**Your task**
Output every record word for word.

(Point labeling dataset excerpts)
══════
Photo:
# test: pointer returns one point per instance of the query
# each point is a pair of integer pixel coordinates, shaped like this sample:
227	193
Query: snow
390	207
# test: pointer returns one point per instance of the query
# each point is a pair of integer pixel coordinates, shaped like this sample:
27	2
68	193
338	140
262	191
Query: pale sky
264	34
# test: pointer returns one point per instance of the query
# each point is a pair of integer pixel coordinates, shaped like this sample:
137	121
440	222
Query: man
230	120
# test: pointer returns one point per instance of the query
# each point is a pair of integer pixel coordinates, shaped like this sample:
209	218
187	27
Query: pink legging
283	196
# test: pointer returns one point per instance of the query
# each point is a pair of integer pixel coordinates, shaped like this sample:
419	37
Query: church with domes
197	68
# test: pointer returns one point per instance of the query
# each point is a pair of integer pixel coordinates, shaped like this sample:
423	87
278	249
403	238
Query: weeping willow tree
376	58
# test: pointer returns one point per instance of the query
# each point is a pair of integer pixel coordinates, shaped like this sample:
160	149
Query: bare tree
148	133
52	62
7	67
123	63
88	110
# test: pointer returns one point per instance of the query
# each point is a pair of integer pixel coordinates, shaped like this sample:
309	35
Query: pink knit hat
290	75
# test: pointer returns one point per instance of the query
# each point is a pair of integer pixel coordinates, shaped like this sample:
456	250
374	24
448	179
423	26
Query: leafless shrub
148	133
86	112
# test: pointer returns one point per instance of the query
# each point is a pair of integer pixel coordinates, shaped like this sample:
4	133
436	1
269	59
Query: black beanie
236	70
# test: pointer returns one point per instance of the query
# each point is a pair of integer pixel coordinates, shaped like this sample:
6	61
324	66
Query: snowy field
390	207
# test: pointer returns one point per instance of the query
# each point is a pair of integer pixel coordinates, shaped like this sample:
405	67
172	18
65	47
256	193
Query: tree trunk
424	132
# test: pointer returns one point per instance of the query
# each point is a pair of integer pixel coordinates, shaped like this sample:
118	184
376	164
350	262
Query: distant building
══════
**Exercise solution**
Photo:
# test: pointer returns one point per instance of the query
# each point is a pair of integer pixel coordinates, shaped like this sample:
227	193
Query: snow
390	207
# test: pointer returns one point per instance of the query
# each point is a pair of integer pixel coordinates, shaped like this sample:
27	2
68	193
338	140
262	191
Query: pale sky
264	34
# test: pointer returns one point per instance of the query
# each point is a pair of integer pixel coordinates, shaped like this sample:
137	121
440	222
Query: man
230	120
# test: pointer returns one point per instance of the query
# each point is a pair of integer pixel coordinates, shaped like this sample:
209	218
187	27
Query: pink legging
283	196
# test: pointer returns one point per instance of the query
# each point is a pair of integer pixel coordinates, shaped like this sample:
419	37
Query: church with domes
197	68
# test: pointer returns one point per instance of the query
# each point is a pair of integer pixel coordinates, shaped like this sample:
423	87
278	249
403	238
Query: weeping willow tree
376	58
# test: pointer returns one point per instance of the query
# each point is a pair of integer pixel coordinates, shaped like this sample:
160	149
Query: bare tree
148	133
52	62
7	67
123	63
88	110
# test: pointer returns one point per instance of the query
# each point is a pair of integer pixel coordinates, shaped like this sample:
309	35
Query: pink knit hat
290	75
# test: pointer returns one point per instance of the query
# each point is a pair of integer pixel coordinates, shaped like this sample:
456	250
374	24
448	179
423	26
Query: leafless shrub
148	133
86	112
# test: pointer returns one point per instance of the query
# each point is a pair of integer pixel coordinates, shaped like this sample:
4	133
436	1
269	59
Query: black beanie
236	70
# test: pointer returns one point per instance of the query
# each point is a pair of integer pixel coordinates, shaped like this sample:
6	61
324	66
Query: snowy field
390	207
# test: pointer returns one point per instance of the query
# each point is a pair of integer pixel coordinates, shaped like this sample:
405	67
172	18
65	47
256	193
Query: tree trunk
424	132
# test: pointer returns one point per instance of the query
# each point is a pair of integer pixel coordinates, shaped like this sample:
118	184
376	164
350	262
Query: distant building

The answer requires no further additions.